• **Short problem 1**: List each distinct username that posts in the forum thread below.

• **Source text**:
:::

# New Baby



## Stephanie (Mar 25, 2007)

So i went to the pet store today to pick up some food for ym boys and there he was! the most adorable little black berkshire boy i have ever seen! He is only about 6 weeks old and sooo tiny and he was so sweet i had to bring him home he is still very camera shy so i can't post any pics but as soon as he warms up i will post them imediatly but in the mean time this boy needs a name i have narrowed it down and please cast your vote!


----------



## Dimitrius (Mar 19, 2007)

I'm very partial to 2 syllable pet names.
I voted Bailey.


----------



## JennieLove (Jan 2, 2007)

I think calling a rat Noodle would be so funny! LMAO


----------



## Stephanie (Mar 25, 2007)

I have such weird names for my rats LoL he looks just like my first rat tweakers LoL he is sitting on my shoulder right now clicking away he is sooo happy he was going to be food and he was the only male they had (would have gotten a girl but that would have driven my other six nuts)

:::

• **Supplied data**:
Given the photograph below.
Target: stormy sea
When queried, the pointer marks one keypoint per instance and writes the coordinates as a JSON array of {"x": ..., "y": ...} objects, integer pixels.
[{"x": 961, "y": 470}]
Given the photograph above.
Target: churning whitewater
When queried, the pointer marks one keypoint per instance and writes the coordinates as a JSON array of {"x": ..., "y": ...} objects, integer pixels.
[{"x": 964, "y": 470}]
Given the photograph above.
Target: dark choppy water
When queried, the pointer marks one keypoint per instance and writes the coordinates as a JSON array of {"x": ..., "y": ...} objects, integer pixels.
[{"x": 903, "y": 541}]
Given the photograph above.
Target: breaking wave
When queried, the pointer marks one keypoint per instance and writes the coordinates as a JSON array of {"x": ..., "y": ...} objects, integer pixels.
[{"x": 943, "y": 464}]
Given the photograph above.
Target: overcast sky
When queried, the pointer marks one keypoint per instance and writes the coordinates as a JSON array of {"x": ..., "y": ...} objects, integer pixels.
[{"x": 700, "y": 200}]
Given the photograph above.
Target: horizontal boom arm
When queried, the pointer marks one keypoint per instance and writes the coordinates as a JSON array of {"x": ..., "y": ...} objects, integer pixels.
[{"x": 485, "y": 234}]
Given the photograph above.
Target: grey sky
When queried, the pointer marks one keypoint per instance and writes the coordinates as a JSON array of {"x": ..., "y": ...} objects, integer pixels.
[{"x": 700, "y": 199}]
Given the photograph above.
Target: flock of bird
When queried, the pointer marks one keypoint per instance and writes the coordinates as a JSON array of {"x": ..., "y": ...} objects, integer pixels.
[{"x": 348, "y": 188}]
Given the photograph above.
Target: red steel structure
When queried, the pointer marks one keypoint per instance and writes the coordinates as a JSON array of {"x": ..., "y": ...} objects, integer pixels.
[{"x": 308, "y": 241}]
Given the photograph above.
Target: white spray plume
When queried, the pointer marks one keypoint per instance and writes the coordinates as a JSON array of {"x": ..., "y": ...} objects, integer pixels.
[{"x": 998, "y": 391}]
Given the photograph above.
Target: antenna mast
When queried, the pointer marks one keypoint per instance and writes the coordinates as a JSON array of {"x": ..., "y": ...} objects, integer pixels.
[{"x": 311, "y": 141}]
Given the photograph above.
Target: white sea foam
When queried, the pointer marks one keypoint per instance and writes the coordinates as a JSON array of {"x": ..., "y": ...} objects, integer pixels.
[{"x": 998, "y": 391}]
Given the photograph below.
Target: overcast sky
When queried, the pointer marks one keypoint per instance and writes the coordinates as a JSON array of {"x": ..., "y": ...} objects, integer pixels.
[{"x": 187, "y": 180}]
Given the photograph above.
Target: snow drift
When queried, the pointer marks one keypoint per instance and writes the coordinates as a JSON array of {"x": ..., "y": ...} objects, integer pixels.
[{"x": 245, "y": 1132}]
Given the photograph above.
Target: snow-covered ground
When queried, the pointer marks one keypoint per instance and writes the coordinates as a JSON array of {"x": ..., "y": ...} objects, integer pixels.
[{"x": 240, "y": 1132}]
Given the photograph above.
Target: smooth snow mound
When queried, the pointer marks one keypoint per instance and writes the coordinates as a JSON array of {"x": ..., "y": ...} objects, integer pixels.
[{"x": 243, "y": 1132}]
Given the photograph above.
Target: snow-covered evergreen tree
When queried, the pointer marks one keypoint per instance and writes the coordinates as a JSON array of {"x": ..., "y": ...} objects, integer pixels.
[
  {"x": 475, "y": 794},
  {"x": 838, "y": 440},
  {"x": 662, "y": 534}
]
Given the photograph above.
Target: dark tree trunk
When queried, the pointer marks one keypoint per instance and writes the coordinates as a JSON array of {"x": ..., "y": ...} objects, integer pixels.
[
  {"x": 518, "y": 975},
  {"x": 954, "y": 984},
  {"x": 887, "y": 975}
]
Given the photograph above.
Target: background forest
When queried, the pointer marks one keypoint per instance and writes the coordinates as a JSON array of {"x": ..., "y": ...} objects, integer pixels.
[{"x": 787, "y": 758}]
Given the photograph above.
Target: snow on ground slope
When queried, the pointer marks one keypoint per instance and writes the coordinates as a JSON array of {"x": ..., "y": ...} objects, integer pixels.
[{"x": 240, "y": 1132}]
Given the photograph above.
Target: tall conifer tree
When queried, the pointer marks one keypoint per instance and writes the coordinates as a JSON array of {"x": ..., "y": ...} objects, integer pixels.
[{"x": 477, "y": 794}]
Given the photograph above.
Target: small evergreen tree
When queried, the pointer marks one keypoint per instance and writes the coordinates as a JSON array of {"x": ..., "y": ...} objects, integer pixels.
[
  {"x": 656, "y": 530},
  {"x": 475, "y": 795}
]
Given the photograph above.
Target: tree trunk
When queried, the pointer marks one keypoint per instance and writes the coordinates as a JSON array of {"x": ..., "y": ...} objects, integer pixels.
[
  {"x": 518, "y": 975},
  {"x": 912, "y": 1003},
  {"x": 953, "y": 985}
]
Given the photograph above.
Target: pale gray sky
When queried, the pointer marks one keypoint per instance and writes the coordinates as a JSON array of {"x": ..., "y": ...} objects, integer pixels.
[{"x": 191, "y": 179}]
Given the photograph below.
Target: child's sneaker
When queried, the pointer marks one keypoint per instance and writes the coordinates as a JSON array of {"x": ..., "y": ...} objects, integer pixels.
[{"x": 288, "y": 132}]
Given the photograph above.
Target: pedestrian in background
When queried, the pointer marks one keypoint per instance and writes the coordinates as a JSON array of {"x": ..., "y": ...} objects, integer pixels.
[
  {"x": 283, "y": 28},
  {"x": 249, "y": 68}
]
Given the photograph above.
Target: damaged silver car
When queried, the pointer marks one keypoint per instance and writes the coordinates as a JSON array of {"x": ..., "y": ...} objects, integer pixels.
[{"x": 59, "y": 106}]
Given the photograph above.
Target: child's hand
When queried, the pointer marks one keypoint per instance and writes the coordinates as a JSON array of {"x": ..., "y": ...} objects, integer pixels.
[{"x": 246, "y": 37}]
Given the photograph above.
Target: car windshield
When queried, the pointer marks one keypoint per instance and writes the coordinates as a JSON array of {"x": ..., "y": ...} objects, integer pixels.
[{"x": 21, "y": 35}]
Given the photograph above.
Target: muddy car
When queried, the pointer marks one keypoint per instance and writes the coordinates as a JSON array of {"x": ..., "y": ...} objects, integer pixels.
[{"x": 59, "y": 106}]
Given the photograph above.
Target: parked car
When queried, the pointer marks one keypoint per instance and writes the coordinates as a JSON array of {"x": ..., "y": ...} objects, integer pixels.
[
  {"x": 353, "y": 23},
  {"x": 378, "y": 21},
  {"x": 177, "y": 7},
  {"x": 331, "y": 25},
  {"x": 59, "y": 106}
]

:::

• **Short problem 2**: Please locate every row above that contains the word "tree" and copy each of those rows.

• **Task answer 1**: Stephanie, Dimitrius, JennieLove

• **Task answer 2**:
Target: snow-covered evergreen tree
Target: dark tree trunk
Target: tall conifer tree
Target: small evergreen tree
Target: tree trunk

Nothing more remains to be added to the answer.